### [What this exercise asks]
1: Answer these questions using the comment thread about the Warship Week plaque:
(a) Which ship did Bill Lancashire's father serve on?
(b) Which city adopted that ship?
(c) What did the Royal Naval Museum at Portsmouth recommend that Tom try?
2: Write out the comment thread about the Warship Week plaque word for word, starting at "Dave Williams said..." and ending at "deal I wonder.".
3: Carry the comment thread about the Warship Week plaque forward from the point where it stops.

Dave Williams said...

We showed photographs of the two plaques mentioned on 3 Nov 2012 and I took photographs at the same time of all the other memorials etc in that part of the Town Hall and there was no sign of the Warship Week plaque mentioned by Peter Schofield. I'll go and have another look round to see what I can find out.

Tom said...

Cheers Dave.... if nowt turns up I'll drop Councillor Fitzpatrick an email, see if he's seen it knocking about.

Bill Lancashire said...

I wonder what Hyde paid to adopt a warship. Obviously they didn't pay for all of it. Was it a kind of sponsorship deal I wonder.

My Dad served on HMS Kenya and that ship was adopted by Derby. The Kenya Association still has strong links with the city and they hold their AGM and social weekend there every year.

It's a pity that Hyde does not still have any civic links with this fine old warship.

Tom said...

Hi Bill... I've not had much luck researching this on the internet, I did contact Royal Naval Museum at Portsmouth who recommended I tried local archives... so I now await a return call from Tameside Local Studies and Archives, who were I must add very pleasant and helpful. The ship was adopted in December 1941 so I would think it was certainly a big news story locally.

Region labeling entries:
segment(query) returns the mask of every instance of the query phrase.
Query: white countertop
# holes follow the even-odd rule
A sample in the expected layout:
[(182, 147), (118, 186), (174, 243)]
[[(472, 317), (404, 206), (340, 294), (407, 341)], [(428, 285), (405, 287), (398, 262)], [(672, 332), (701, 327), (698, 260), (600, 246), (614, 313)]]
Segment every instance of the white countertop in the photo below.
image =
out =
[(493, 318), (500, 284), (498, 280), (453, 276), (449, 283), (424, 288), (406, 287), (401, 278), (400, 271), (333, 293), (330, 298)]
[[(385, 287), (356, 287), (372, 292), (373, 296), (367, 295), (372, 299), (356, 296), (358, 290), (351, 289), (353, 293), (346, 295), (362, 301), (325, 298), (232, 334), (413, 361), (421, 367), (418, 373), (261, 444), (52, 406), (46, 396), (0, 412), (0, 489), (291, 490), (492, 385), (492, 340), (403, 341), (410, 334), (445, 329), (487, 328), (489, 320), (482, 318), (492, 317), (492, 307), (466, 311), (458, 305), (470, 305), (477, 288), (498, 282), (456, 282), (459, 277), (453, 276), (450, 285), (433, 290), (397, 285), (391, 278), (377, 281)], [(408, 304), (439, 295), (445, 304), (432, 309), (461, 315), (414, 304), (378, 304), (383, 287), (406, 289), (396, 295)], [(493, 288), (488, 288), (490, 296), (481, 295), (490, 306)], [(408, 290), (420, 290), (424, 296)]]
---
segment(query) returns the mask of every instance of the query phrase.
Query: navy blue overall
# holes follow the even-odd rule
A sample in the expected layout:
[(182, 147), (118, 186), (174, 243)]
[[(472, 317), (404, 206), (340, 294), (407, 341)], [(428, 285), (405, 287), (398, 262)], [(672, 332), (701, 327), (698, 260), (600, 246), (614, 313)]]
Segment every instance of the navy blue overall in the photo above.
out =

### [Results for each task]
1:
(a) HMS Kenya
(b) Derby
(c) Local archives

2:
Dave Williams said...

We showed photographs of the two plaques mentioned on 3 Nov 2012 and I took photographs at the same time of all the other memorials etc in that part of the Town Hall and there was no sign of the Warship Week plaque mentioned by Peter Schofield. I'll go and have another look round to see what I can find out.

Tom said...

Cheers Dave.... if nowt turns up I'll drop Councillor Fitzpatrick an email, see if he's seen it knocking about.

Bill Lancashire said...

I wonder what Hyde paid to adopt a warship. Obviously they didn't pay for all of it. Was it a kind of sponsorship deal I wonder.

3:
I will do an update once any information comes in.

This is another lost opportunity for the town to show it's proud past. While looking into this other, I've found out other towns still celebrate this event and are proud to show what the townsfolk did back then in raising the funds needed.

Jeff Sherwin said...

I had no idea that Cities and Towns adopted vessels,

http://www.royalnavalmuseum.org/info_sheets_Warshipweeks.htm

Tom said...

Cheers Jeff,
I was reading this yesterday... in fact I contacted them by phone...
I will had this to a post if/when anything turns up.